What is expected
Rewrite every line of the material below as a numbered list, leaving out blank lines and omitting the pictures.

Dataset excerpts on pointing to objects
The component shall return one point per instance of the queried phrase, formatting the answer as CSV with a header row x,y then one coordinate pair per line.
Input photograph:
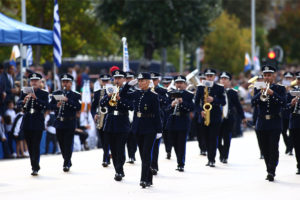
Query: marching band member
x,y
146,123
34,104
294,104
116,122
270,101
166,81
200,133
260,78
65,112
288,78
211,96
99,115
178,122
131,140
163,99
232,101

Finished answer
1. The component shall return one point per instance of the queried phrase, formatting the answer as CSV with a header row x,y then one coordinate pair per line.
2. Input photograph:
3. Query: marching band member
4. x,y
5. 146,123
6. 34,104
7. 294,104
8. 116,122
9. 270,101
10. 166,81
11. 200,133
12. 260,78
13. 65,112
14. 288,78
15. 211,96
16. 99,115
17. 178,122
18. 131,140
19. 163,99
20. 232,101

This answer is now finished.